-- Begin Selected passage --
# Are these any good out here for "regular" speed trolling?



## GWally (May 16, 2009)

When I started rebuilding the Searay, I figured I'd be fishing a couple of years ago. Went and bought enough stuff to outfit a small tackle store. Now that it is getting closer, I need to start deciding which of the few hundred "things" I have are worth giving a shot. I have similar ones (buried somewhere) with streamlined holographic Kona type heads, metal heads with spinners, concave metal heads and bullet heads with little holes around the line hole. I'd appreciate any inputs as to what to start with. I plan to run one or 2 lines set up with trolling weights or planers for Wahoo and have some plugs that look like pics I've seen being used and some skirts too. I'm looking for stuff that maybe a hungry dolphin, might like. Would anything like this work for Cobia? Also, I have a couple of decent sized planers (never liked them years ago, did better with wire and a heavy trolling sinker for a "meat" rod). Are planers any good for Wahoo or will you lose most of them due to the slack when the planer trips.
Thanks
I have them running from 4 or 5" up to close to 2 feet (Williamson Teasers).


----------



## billin (Oct 14, 2007)

*Lures*

Everything you have pictured will catch fish at 7 knots planners work fine for wahoo no issues with slack line. Couldn't go wrong picking up a couple of blue and white islanders and put medium ballyhoo behind them


----------



## GWally (May 16, 2009)
-- End Selected passage --
-- Begin Recorded information --
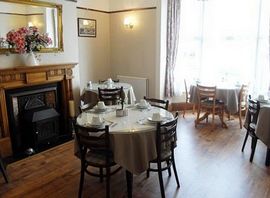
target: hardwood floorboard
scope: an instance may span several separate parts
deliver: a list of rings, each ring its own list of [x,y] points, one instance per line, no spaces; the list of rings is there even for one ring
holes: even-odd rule
[[[266,146],[258,142],[253,163],[249,162],[250,140],[241,152],[245,129],[238,120],[227,121],[228,129],[217,125],[194,127],[195,115],[180,117],[176,163],[180,189],[174,175],[164,172],[168,198],[241,198],[270,197],[270,168],[264,165]],[[218,119],[216,119],[218,124]],[[0,177],[0,197],[77,197],[80,161],[73,155],[73,141],[32,157],[11,163],[7,167],[10,183]],[[158,175],[143,173],[134,176],[134,198],[160,197]],[[126,195],[125,171],[111,178],[112,197]],[[83,197],[105,197],[105,182],[86,176]]]

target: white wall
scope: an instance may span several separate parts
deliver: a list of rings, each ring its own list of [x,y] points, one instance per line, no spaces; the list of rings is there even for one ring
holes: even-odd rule
[[[110,11],[110,1],[114,2],[117,0],[78,0],[77,6],[102,11]]]
[[[146,8],[156,6],[156,0],[111,0],[110,10],[124,10],[132,8]]]
[[[81,9],[77,9],[77,16],[97,21],[96,37],[79,37],[80,83],[83,89],[89,80],[97,82],[111,76],[110,16]]]
[[[134,19],[133,29],[123,25],[125,17]],[[155,96],[156,10],[111,14],[111,66],[113,76],[128,75],[149,79],[149,95]]]
[[[77,10],[76,3],[64,0],[48,0],[63,5],[64,51],[58,53],[39,53],[40,64],[78,62]],[[0,68],[12,68],[21,65],[21,55],[0,55]],[[75,99],[79,96],[79,67],[74,69],[73,89]]]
-- End Recorded information --
What is required - Continue the forum thread above about trolling lures for offshore fish, starting after its last line.

Result -
Thanks
I think I have a few Sea Witches (70's vintage) that look like the Islanders I've seen and some other similar things. We used them with Ballyhoo back then.
I appreciate the info on the planers. I picked up a couple heavy ones at the Flea Market and have some plugs in the mess that might work.


----------



## Downtime2 (Sep 27, 2007)

Lures......Mmmmmmmmmmmm


----------



## marmidor (Mar 15, 2008)

No they all suck. Just pm me directions to your house so I can dispose of them for you.


----------



## GWally (May 16, 2009)

I have probably a few hundred, all new and a bunch of extra braid. Be happy to sell some or at least discuss some swaps. I bought a bunch of reels too and need a couple of short med to heavy spinning Ugly Sticks or similar. Just haven't found a good place to get rid of the excess. I'd be happy to set up at the Flea Market, I think it is Navarre or Gulf Breeze when the wx is bad and not a good fishing day if there was some interest. Prices and selection will be good.
Open to suggestions. Even have some shark rig stuff and braid to 200#.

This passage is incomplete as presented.